* What to work on:
Your output should be the complete listing, word for word, with no pictures in it.
---------- Task data
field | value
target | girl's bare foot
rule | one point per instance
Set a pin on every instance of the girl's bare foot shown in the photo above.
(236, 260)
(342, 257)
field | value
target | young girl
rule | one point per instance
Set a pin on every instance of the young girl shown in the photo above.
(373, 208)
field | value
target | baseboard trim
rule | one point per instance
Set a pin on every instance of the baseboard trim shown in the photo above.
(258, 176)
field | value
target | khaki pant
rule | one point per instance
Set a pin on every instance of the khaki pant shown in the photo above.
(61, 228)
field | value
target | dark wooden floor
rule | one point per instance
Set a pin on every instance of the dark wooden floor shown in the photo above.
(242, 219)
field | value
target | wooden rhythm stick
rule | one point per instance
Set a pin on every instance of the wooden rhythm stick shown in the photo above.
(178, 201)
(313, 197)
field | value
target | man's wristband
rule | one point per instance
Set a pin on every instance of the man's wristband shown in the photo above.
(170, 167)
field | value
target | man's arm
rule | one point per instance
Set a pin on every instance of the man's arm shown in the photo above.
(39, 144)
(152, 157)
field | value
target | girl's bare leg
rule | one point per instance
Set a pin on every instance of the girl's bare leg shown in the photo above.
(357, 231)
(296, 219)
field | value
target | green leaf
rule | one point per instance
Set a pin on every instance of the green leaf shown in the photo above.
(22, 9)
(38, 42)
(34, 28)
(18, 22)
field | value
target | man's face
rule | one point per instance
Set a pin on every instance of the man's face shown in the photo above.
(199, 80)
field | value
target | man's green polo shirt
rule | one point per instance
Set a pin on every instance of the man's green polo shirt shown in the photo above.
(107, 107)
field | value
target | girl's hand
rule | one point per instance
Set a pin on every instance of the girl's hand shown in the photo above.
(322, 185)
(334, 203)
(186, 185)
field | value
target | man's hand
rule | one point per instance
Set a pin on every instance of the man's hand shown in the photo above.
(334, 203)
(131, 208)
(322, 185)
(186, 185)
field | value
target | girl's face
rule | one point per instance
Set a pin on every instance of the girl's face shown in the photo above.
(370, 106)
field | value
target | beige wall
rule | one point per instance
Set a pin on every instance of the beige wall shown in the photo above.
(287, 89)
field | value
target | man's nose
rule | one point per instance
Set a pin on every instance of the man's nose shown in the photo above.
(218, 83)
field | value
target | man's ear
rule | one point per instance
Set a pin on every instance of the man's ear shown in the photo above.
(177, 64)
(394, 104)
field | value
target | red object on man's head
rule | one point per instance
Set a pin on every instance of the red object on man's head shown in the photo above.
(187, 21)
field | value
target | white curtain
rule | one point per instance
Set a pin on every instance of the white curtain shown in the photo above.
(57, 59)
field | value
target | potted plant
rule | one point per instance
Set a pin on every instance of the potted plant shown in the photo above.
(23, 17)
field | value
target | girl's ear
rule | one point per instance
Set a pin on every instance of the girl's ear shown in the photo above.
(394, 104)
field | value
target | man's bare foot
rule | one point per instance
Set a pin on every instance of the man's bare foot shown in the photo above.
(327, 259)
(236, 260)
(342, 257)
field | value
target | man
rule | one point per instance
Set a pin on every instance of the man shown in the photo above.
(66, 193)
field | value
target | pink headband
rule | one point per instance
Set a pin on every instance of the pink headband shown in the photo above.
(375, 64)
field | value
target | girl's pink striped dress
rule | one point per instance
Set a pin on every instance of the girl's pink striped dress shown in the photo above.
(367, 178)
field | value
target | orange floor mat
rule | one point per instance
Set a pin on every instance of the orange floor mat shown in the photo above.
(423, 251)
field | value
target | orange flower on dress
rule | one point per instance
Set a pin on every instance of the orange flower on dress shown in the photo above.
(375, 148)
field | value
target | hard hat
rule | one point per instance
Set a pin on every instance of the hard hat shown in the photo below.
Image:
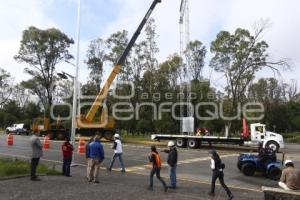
(171, 144)
(287, 161)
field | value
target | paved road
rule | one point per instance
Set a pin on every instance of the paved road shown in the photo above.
(193, 164)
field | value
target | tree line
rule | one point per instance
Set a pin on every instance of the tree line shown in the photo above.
(238, 56)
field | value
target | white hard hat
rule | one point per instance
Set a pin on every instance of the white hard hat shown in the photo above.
(287, 161)
(171, 143)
--------------------
* Solution to the exercise:
field | value
target | girl's bare foot
rule | one point per instance
Set a pin on every instance of the girl's bare foot shown in the photo above.
(236, 260)
(342, 257)
field | value
target | young girl
rule | one point per instance
Set a pin on every instance of the young girl shown in the photo above.
(373, 208)
field | value
target | baseboard trim
rule | one point per instance
Set a pin on every instance of the baseboard trim shown in the photo above.
(258, 176)
field | value
target | khaki pant
rule | one point per instance
Set a pin on every instance of the khaki pant shown in the photo above.
(61, 228)
field | value
target | dark wooden floor
rule | one point per instance
Set a pin on every instance of the dark wooden floor shown in the photo above.
(242, 219)
field | value
target | wooden rhythm stick
rule | one point per instance
Set a pin on every instance of the wooden rhythm stick shown in the photo above.
(178, 201)
(313, 197)
field | value
target | man's wristband
rule | one point per instance
Set a pin on every instance of the man's wristband shown in the photo above.
(170, 167)
field | value
target | man's arm
rule | one point per instance
Set a pin on every instance of the man's arm shown in the photo above.
(39, 144)
(152, 157)
field | value
target | girl's bare leg
rule | one point per instance
Set a pin on every instance of the girl's bare leg shown in the photo above.
(357, 231)
(296, 219)
field | value
target | green leaf
rule | one point per instance
Set a pin on every instance of the green leaf shown in the photo above.
(22, 9)
(38, 42)
(34, 28)
(18, 22)
field | value
target | man's face
rule | one point per instance
Set a pin on every instance of the man's face shown in the photo above.
(199, 80)
field | value
target | man's green polo shirt
rule | one point per instance
Set a pin on every instance of the man's green polo shirt shown in the photo above.
(107, 107)
field | value
target | girl's hand
rule | one point per instance
Set a pin on every instance of the girl's hand shown in the photo above.
(322, 185)
(334, 203)
(186, 185)
field | value
target | man's hand
rule | one point per instance
Set a pin on every instance of the man's hand shown in the photo above.
(334, 203)
(131, 208)
(322, 185)
(186, 185)
field | value
target | girl's face
rule | one point per instance
Set a pin on every instance of the girl's face shown in the photo above.
(370, 106)
field | value
target | beige wall
rule | one point per instance
Set a pin on every instance of the beige wall shown in the photo above.
(287, 89)
field | value
target | man's nose
rule | one point per instance
Set a pin on every instance of the man's nose shown in the photo above.
(218, 83)
field | value
target | man's ear
rule | one point per instance
Set a pin on every instance of the man's ear shown in the photo above.
(177, 64)
(394, 104)
field | value
target | red object on man's head
rule | one point per instance
Set a pin on every instance of the red object on man's head shown in the photo above.
(187, 21)
field | value
target | white curtain
rule | one point per instance
Set a pin on every instance of the white curtain shown in the photo above.
(57, 59)
field | value
target | potted plant
rule | one point per instance
Set a pin on every instance of the potted plant shown in the photo above.
(23, 17)
field | value
target | girl's ear
rule | one point per instance
Set a pin on every instance of the girl's ear shown in the photo above.
(394, 104)
field | value
target | man's bare foot
rule | one point per instance
Set a pin on every instance of the man's bare foot shown in the photo above.
(327, 259)
(236, 260)
(342, 257)
field | value
target | man
rule | one point per instance
Set a pin on every instance of the man shown in the photo above.
(66, 193)
field | value
target | pink headband
rule | one point per instance
Set a pin on every instance of the pink headband shown in the photo above.
(375, 64)
field | value
target | girl's pink striped dress
rule | one point per instance
Set a pin on every instance of the girl's pink striped dress shown in the photo above.
(367, 178)
field | value
target | orange floor mat
rule | one point per instance
Set a pin on every instance of the orange floor mat shown in the photo above.
(423, 251)
field | value
target | orange flower on dress
rule | one point per instance
Set a pin on every instance of the orange flower on dress shown in the photo above.
(375, 148)
field | value
target | hard hat
rule | one point per instance
Set a pin on every instance of the hard hat shown in the photo below.
Image:
(171, 144)
(287, 161)
field | value
target | paved road
rule | one point per instance
Set a pin on every instance of the paved road shown in the photo above.
(193, 164)
field | value
target | tree line
rule | one point per instance
Set a pin on every instance of the tree line shown in the photo above.
(238, 56)
field | value
target | white hard hat
rule | one point per instance
Set a pin on every instance of the white hard hat shown in the photo above.
(287, 161)
(171, 143)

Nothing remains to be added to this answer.